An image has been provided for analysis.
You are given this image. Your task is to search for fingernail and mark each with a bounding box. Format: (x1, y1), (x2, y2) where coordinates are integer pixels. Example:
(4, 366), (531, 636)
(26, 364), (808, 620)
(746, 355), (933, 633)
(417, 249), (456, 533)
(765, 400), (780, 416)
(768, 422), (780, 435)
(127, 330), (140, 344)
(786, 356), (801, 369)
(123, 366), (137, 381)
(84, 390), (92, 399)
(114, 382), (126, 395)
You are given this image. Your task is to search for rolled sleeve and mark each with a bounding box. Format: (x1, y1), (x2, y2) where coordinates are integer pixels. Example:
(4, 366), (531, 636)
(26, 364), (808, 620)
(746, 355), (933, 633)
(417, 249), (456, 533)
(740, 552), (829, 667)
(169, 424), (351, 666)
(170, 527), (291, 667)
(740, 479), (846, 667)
# # # # #
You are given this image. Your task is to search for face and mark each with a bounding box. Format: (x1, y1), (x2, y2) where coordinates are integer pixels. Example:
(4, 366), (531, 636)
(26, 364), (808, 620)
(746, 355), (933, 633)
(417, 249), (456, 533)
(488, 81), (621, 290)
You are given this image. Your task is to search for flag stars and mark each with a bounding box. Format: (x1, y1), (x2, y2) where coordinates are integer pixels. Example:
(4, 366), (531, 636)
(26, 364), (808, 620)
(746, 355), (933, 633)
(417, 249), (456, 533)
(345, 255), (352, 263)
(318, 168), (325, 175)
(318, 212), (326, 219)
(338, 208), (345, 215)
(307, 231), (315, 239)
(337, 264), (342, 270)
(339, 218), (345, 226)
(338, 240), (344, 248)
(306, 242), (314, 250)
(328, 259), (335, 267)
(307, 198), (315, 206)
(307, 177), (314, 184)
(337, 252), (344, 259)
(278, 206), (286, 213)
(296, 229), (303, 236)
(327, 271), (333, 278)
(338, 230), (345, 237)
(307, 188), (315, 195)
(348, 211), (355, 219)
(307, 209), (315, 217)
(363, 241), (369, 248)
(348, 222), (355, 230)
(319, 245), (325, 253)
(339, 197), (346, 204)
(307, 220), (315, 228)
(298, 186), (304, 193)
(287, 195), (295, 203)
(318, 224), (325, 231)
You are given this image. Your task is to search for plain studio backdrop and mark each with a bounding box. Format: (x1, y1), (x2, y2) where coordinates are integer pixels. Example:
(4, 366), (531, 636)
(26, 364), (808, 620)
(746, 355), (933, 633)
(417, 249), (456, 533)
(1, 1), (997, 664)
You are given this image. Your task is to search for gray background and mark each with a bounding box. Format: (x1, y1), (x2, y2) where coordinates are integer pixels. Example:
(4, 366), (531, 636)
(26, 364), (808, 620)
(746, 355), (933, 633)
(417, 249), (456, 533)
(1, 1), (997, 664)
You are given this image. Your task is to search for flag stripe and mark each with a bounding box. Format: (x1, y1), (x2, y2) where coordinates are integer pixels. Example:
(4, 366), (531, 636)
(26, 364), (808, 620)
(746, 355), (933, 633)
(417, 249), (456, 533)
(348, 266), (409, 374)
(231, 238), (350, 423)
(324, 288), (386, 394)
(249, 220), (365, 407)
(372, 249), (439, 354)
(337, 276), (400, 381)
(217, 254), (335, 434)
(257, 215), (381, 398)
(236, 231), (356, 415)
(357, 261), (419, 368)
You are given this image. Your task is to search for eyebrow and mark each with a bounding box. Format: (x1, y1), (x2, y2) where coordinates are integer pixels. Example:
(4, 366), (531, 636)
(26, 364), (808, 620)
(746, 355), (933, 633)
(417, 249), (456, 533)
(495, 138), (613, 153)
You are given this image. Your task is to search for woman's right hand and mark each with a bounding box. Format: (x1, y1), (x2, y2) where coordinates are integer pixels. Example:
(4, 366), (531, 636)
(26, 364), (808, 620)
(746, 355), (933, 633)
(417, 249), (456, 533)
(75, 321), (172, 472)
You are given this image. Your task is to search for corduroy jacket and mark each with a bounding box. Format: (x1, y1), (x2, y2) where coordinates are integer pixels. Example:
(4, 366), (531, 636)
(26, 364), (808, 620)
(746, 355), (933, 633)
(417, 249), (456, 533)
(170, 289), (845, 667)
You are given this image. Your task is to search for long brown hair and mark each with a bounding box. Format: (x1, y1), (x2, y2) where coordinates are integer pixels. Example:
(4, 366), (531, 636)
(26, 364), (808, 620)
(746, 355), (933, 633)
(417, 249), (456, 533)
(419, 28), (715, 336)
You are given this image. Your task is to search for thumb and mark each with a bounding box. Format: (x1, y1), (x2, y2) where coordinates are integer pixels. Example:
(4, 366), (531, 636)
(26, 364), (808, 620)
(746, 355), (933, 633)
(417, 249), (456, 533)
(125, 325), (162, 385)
# # # # #
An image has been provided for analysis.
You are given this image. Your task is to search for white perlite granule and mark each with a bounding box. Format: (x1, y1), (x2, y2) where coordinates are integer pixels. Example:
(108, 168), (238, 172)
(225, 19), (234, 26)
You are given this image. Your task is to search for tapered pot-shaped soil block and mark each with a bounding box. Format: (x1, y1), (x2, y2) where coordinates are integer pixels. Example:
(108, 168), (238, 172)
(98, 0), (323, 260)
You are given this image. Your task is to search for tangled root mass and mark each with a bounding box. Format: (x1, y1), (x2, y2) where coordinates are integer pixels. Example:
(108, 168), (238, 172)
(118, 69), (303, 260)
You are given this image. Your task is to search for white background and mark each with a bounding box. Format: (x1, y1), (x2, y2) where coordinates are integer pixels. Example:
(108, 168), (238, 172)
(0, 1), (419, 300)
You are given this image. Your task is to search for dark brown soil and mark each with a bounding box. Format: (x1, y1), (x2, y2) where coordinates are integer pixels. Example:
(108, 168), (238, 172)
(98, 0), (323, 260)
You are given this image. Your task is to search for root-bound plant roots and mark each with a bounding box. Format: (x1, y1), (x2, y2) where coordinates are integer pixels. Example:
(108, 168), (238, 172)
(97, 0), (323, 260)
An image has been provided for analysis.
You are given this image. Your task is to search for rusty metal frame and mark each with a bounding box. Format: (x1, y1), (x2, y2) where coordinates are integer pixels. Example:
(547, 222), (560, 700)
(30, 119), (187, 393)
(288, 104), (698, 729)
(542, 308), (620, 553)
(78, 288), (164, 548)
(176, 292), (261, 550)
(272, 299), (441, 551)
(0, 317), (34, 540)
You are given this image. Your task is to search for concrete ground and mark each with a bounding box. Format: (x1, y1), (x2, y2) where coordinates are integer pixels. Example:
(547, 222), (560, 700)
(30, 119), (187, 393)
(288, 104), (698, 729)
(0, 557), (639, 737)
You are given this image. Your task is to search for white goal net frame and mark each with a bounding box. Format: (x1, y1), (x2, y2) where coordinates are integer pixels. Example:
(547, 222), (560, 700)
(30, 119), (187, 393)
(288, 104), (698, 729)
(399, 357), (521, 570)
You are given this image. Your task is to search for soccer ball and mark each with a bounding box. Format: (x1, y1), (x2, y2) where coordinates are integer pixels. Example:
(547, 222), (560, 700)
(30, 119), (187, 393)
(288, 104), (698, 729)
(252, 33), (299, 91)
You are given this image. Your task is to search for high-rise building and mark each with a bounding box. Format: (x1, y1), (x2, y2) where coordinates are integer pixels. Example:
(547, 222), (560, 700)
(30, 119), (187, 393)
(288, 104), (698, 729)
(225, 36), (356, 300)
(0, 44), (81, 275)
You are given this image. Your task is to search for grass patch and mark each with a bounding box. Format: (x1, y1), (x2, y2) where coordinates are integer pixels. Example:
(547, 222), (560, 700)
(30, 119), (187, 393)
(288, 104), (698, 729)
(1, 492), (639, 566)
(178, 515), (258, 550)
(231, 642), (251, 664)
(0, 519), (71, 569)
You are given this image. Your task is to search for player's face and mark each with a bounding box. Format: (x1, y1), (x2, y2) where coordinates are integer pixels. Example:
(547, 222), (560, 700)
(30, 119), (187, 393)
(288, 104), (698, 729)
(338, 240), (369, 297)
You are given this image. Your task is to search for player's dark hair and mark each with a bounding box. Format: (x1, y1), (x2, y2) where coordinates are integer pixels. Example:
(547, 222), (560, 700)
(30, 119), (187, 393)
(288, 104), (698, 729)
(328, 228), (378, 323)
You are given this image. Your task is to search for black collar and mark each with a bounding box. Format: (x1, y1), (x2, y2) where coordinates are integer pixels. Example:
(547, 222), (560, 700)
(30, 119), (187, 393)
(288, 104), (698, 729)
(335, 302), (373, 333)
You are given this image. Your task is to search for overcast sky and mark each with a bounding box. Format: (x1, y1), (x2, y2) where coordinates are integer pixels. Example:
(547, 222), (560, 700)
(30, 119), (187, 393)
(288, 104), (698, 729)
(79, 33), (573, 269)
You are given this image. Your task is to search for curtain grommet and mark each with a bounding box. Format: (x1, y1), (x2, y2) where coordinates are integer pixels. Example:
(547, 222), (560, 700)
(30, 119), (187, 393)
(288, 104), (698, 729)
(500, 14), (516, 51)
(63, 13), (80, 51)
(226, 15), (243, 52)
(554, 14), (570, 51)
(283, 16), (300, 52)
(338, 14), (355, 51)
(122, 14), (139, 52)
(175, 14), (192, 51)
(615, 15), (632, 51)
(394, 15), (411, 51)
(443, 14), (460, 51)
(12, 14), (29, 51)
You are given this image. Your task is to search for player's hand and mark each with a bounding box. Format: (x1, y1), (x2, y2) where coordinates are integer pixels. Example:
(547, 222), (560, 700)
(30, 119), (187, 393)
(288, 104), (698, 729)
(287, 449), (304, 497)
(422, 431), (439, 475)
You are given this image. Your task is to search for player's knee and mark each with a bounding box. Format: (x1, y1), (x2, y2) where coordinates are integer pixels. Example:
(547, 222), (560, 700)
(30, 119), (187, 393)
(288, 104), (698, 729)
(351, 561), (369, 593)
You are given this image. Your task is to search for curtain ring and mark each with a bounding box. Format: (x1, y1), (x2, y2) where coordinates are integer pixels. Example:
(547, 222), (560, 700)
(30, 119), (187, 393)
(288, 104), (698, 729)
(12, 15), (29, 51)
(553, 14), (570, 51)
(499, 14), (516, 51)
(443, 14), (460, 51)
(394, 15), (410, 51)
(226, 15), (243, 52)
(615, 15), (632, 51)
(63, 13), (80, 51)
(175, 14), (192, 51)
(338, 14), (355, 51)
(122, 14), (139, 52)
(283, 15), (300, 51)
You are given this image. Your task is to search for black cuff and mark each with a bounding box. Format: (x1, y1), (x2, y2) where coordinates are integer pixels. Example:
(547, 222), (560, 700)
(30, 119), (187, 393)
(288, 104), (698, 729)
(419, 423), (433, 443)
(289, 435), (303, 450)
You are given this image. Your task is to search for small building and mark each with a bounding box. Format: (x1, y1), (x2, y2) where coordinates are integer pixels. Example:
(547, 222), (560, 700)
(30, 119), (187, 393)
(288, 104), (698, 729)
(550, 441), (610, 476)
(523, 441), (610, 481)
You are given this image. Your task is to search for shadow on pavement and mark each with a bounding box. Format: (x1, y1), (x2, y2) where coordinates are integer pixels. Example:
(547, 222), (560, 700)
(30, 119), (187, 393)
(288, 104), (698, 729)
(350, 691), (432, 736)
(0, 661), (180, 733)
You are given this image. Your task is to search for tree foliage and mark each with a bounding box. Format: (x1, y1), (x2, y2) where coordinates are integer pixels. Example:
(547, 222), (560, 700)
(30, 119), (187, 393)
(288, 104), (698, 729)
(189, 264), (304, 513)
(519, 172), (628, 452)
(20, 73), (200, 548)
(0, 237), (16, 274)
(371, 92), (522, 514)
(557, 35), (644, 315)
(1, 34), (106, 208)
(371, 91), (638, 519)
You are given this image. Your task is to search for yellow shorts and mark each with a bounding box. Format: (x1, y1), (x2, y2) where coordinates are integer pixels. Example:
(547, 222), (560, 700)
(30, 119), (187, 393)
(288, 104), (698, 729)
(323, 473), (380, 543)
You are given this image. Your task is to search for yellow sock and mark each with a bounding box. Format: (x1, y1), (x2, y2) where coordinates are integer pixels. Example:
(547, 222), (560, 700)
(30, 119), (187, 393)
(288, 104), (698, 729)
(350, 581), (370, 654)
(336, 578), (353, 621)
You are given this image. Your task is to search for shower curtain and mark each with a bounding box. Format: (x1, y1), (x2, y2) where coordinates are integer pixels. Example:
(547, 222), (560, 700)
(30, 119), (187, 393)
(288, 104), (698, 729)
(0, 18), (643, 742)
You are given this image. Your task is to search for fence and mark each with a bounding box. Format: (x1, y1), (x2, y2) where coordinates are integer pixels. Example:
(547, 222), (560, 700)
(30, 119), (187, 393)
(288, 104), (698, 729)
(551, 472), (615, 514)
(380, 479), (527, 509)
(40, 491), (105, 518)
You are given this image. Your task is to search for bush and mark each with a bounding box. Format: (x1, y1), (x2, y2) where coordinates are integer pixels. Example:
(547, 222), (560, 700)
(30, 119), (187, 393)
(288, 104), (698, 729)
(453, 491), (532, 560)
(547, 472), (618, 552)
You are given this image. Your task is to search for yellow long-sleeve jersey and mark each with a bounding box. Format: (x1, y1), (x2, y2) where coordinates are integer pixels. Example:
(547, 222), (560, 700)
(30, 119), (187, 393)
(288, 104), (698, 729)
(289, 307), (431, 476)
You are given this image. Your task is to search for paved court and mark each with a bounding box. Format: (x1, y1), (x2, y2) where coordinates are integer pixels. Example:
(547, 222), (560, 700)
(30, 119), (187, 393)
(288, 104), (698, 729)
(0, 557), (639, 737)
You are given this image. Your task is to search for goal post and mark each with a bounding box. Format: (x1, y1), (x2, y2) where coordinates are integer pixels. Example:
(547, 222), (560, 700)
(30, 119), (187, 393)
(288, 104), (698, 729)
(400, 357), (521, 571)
# # # # #
**Task description**
Where a line of the material above holds the string "sleeve", copy that line.

**Solved problem**
You are given this image. Your task is to search for rolled sleeve and mark each with a bounding box. Format: (x1, y1), (x2, y2) where coordinates are integer pixels. Example:
You are given this image. Your task is to search for yellow long-sleeve jersey and mark each with a bounding box. Format: (x1, y1), (x2, y2) where coordinates are integer pixels. Example:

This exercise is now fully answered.